▸ **REQUIRED TASK 1**
From the clustering tutorial, copy the passage that begins at the words "## 3. Visualization" and stops after the words "plt.figure(figsize=(10, 6))".
▸ **REQUIRED TASK 2**
According to the clustering tutorial, how many samples and how many dimensions are generated for the synthetic embeddings in Mock mode?
▸ **REQUIRED TASK 3**
List every name that the clustering tutorial brings in with a "from ... import" statement.

— start of TEXT PASSAGE —

# Tutorial 02: Clustering Deep Dive

Goal: Show how the system groups related information.

We will take chunks, generate embeddings, and run UMAP + GMM clustering.

In [None]:
import logging
import numpy as np
import matplotlib.pyplot as plt
from sklearn.datasets import make_blobs
from matome.engines.cluster import GMMClusterer
from domain_models.config import ProcessingConfig
from domain_models.manifest import Chunk

logging.basicConfig(level=logging.INFO)
logger = logging.getLogger(__name__)

USE_MOCK = True

## 1. Prepare Data
We need embeddings to cluster. In a real scenario, these come from the Embedding Service.
For this tutorial, if we are in Mock mode, we will generate synthetic clusters to demonstrate the algorithm.

In [None]:
if USE_MOCK:
    print("Generating synthetic embeddings (3 clusters)...")
    # Generate 50 samples with 128 dimensions, 3 centers
    embeddings_array, labels = make_blobs(n_samples=50, n_features=128, centers=3, random_state=42)
    embeddings = embeddings_array.tolist()
else:
    print("Loading chunks and generating real embeddings (not implemented in this snippet for brevity, assuming existing embeddings)")
    # In real usage, you would do:
    # chunker = JapaneseSemanticChunker(embedder)
    # chunks = list(chunker.split_text(text, config))
    # embeddings = [c.embedding for c in chunks]
    pass

## 2. Run Clustering
We use GMMClusterer which performs UMAP dimensionality reduction followed by GMM.

In [None]:
config = ProcessingConfig(clustering_algorithm="gmm", n_clusters=3 if USE_MOCK else None)
clusterer = GMMClusterer()

clusters = clusterer.cluster_nodes(embeddings, config)

print(f"Found {len(clusters)} clusters.")
for c in clusters:
    print(f"Cluster {c.id}: {len(c.node_indices)} nodes")

## 3. Visualization (UMAP Projection)
To visualize high-dimensional data, we project it to 2D using UMAP.

In [None]:
from umap import UMAP

# Reduce to 2D for visualization
reducer = UMAP(n_components=2, random_state=42)
reduced = reducer.fit_transform(embeddings)

# Plot
plt.figure(figsize=(10, 6))
plt.scatter(reduced[:, 0], reduced[:, 1], alpha=0.5)
plt.title("UMAP Projection of Embeddings")
plt.xlabel("UMAP 1")
plt.ylabel("UMAP 2")
plt.show()

— end of TEXT PASSAGE —
— start of SUPPLIED DATA —

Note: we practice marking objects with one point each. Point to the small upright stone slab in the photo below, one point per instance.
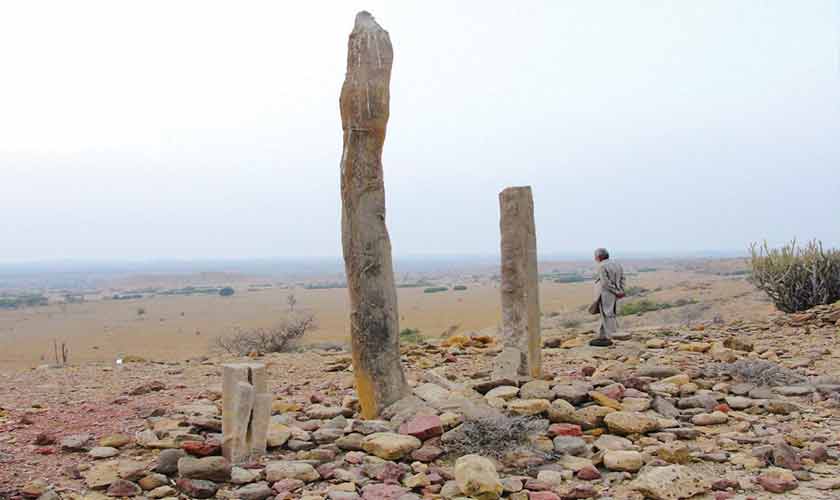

— end of SUPPLIED DATA —

▸ **WRITTEN SOLUTION 1**
## 3. Visualization (UMAP Projection)
To visualize high-dimensional data, we project it to 2D using UMAP.

In [None]:
from umap import UMAP

# Reduce to 2D for visualization
reducer = UMAP(n_components=2, random_state=42)
reduced = reducer.fit_transform(embeddings)

# Plot
plt.figure(figsize=(10, 6))

▸ **WRITTEN SOLUTION 2**
50 samples with 128 dimensions.

▸ **WRITTEN SOLUTION 3**
- make_blobs
- GMMClusterer
- ProcessingConfig
- Chunk
- UMAP